*Provided text:*
════

Having discussed the three tenets of ‘solidarity’, it is the EU’s failure to fully respect these, thus stymying a vital realisation of ‘dual’ solidarity, which will now be analysed in light of the Dublin Regulation.
‘Dual’ Solidarity and the Dublin Regulation
The establishment of a CEAS, following the Lisbon Treaty’s incorporation of Article 78(2) TFEU authorising the adoption of common asylum standards and procedures, was transformed from a mere, political objective, into a firm, legal commitment.[76] In 2013, following lengthy negotiations, the EU, in pursuance of such common requirements, adopted a recast ‘asylum package’. This included a recast of the Reception Conditions[77] and Asylum Procedures[78] Directives, the EURODAC Regulation, establishing a fingerprint database for those entering European territory,[79] and, most pertinently, the recast Dublin Regulation (Dublin III). Founded on exclusionary notions of security, however, Dublin III is afflicted by a structural unfairness that risks not only undermining the ‘dual’ solidarity tenets of fidelity and fairness, but positively encourages their subversion.

════

*Tasks to perform:*
1 > Rewrite the passage on EU asylum law, starting at the words "Having discussed the" and stopping after "the Dublin Regulation.", with "analysed" replaced by "examined".
2 > List every instrument that the passage on EU asylum law says was included in the 2013 recast asylum package.

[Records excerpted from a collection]

════

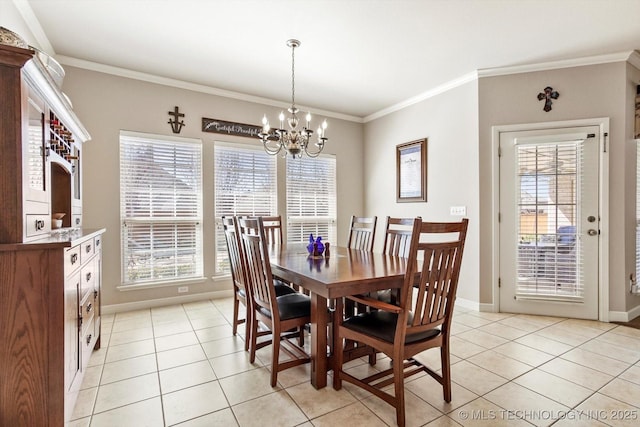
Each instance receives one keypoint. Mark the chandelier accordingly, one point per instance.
(293, 140)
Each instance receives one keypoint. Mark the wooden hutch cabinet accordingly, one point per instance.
(50, 279)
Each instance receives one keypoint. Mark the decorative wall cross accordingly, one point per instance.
(548, 95)
(176, 123)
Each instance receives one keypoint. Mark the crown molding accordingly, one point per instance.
(555, 65)
(25, 10)
(165, 81)
(451, 84)
(634, 59)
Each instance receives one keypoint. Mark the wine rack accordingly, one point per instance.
(61, 141)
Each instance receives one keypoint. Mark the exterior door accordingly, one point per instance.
(549, 222)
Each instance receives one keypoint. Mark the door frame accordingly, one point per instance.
(603, 205)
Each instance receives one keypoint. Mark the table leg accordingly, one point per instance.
(319, 320)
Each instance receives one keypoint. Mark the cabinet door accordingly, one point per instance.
(35, 168)
(76, 184)
(72, 328)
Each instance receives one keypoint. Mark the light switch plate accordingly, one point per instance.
(458, 210)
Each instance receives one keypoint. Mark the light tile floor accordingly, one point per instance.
(181, 365)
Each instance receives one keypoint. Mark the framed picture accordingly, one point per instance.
(411, 171)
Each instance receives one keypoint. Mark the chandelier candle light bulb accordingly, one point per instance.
(293, 140)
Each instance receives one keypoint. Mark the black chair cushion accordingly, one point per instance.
(382, 325)
(241, 292)
(282, 288)
(294, 305)
(291, 306)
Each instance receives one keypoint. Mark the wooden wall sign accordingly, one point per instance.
(230, 128)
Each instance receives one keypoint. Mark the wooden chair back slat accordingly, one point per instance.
(397, 238)
(362, 233)
(236, 255)
(272, 229)
(439, 265)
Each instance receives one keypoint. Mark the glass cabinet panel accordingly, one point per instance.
(36, 146)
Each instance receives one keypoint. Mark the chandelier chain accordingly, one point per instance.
(293, 78)
(293, 141)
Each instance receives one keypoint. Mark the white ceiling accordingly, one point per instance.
(357, 57)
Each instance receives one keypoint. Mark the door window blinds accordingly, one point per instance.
(549, 262)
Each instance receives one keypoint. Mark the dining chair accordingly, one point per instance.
(362, 233)
(420, 321)
(238, 266)
(238, 276)
(280, 314)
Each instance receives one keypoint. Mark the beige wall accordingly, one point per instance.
(450, 122)
(585, 92)
(631, 82)
(107, 104)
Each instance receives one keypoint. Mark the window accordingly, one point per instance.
(245, 184)
(311, 198)
(160, 209)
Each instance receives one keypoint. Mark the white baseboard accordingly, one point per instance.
(624, 316)
(141, 305)
(468, 304)
(488, 308)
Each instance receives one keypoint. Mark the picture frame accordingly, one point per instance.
(411, 171)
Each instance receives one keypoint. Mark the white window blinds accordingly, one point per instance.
(311, 198)
(637, 210)
(160, 208)
(550, 257)
(245, 184)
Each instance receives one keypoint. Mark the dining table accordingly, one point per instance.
(344, 272)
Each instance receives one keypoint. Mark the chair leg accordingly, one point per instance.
(247, 331)
(398, 380)
(446, 371)
(254, 338)
(236, 303)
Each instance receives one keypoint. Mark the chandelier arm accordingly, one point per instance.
(270, 150)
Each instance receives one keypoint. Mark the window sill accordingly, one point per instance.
(151, 285)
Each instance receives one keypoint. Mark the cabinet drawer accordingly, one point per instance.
(71, 260)
(87, 279)
(87, 311)
(97, 243)
(87, 250)
(38, 224)
(87, 342)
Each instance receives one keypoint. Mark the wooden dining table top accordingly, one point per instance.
(345, 272)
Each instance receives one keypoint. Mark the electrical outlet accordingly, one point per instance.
(458, 210)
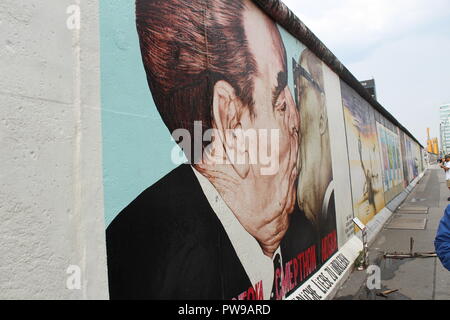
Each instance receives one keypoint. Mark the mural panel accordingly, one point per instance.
(243, 207)
(391, 159)
(364, 155)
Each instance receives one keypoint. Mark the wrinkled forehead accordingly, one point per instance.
(264, 40)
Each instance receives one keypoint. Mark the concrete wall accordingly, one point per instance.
(51, 178)
(51, 193)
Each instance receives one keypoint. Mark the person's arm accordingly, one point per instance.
(442, 241)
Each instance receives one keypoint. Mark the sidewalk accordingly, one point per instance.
(415, 279)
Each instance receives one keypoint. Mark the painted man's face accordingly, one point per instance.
(274, 105)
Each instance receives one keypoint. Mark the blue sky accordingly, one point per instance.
(403, 44)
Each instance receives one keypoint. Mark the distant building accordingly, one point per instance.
(432, 144)
(444, 111)
(369, 85)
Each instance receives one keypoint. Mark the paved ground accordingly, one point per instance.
(415, 279)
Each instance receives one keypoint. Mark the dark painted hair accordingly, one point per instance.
(189, 45)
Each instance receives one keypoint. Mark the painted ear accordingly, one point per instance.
(323, 124)
(226, 108)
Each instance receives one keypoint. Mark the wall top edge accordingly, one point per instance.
(281, 14)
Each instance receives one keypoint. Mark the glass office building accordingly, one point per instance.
(445, 128)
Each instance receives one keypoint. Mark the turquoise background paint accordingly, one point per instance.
(137, 146)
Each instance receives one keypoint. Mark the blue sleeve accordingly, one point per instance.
(442, 241)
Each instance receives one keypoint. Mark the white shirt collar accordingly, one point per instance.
(258, 266)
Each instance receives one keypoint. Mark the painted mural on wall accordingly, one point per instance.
(389, 142)
(364, 155)
(250, 212)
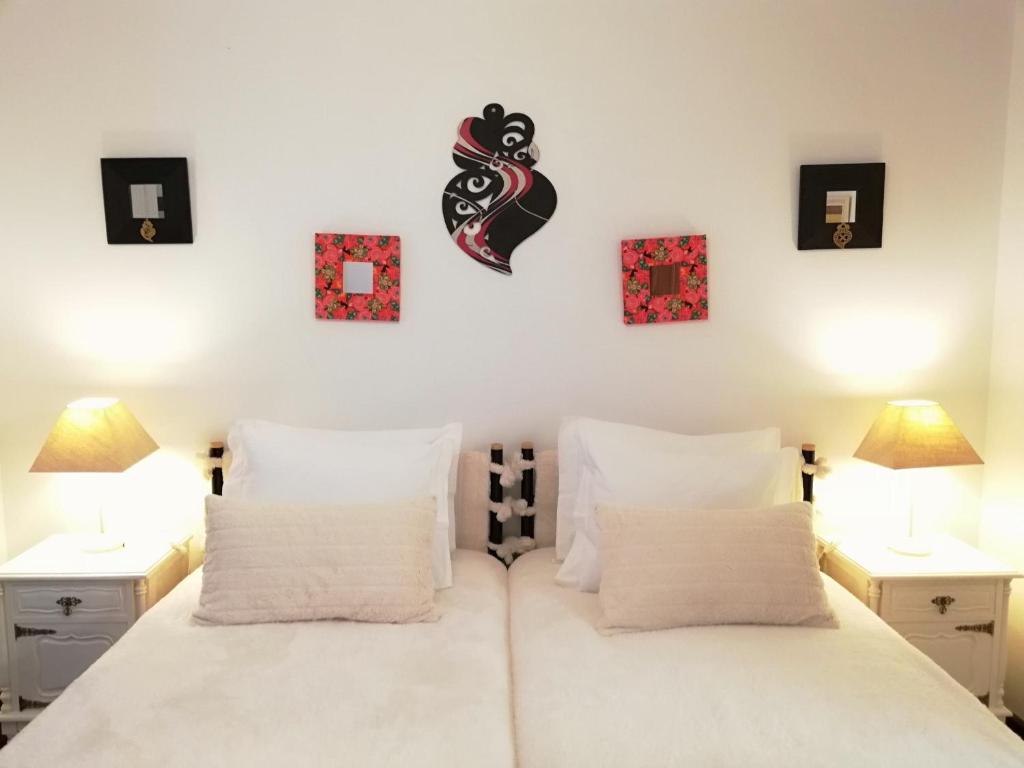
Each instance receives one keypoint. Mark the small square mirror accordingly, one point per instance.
(841, 207)
(357, 276)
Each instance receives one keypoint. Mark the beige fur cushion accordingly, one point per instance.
(279, 562)
(665, 568)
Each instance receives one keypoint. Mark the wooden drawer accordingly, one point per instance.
(87, 601)
(966, 601)
(966, 652)
(49, 655)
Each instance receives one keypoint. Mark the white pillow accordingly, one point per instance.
(677, 480)
(273, 463)
(678, 567)
(288, 562)
(578, 435)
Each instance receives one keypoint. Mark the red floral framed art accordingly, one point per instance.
(357, 276)
(665, 280)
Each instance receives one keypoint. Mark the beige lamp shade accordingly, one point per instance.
(94, 435)
(915, 433)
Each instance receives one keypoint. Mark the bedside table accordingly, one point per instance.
(62, 608)
(951, 605)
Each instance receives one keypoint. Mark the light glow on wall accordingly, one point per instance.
(878, 349)
(126, 339)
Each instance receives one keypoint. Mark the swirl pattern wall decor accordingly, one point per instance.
(497, 200)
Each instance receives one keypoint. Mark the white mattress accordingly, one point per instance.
(325, 693)
(761, 696)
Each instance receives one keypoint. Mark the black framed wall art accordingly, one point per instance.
(145, 200)
(841, 206)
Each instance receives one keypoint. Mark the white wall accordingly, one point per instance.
(1003, 519)
(653, 118)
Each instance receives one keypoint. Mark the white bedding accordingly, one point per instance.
(316, 693)
(751, 696)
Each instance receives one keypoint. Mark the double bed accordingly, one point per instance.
(515, 673)
(734, 695)
(172, 692)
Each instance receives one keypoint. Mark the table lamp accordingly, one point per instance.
(95, 434)
(913, 434)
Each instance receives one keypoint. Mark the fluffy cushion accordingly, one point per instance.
(611, 474)
(273, 463)
(577, 436)
(667, 568)
(278, 562)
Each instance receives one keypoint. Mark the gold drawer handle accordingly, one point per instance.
(943, 602)
(988, 628)
(68, 603)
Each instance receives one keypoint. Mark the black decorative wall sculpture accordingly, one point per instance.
(498, 200)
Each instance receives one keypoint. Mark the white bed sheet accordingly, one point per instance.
(173, 692)
(751, 696)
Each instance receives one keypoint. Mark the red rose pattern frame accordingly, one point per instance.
(332, 251)
(689, 303)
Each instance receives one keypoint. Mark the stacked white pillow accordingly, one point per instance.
(278, 464)
(606, 463)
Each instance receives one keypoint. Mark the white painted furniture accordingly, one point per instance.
(62, 608)
(951, 605)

════

*Solutions to each task:*
1 >
Having discussed the three tenets of ‘solidarity’, it is the EU’s failure to fully respect these, thus stymying a vital realisation of ‘dual’ solidarity, which will now be examined in light of the Dublin Regulation.

2 >
- Reception Conditions Directive
- Asylum Procedures Directive
- EURODAC Regulation
- Dublin Regulation (Dublin III)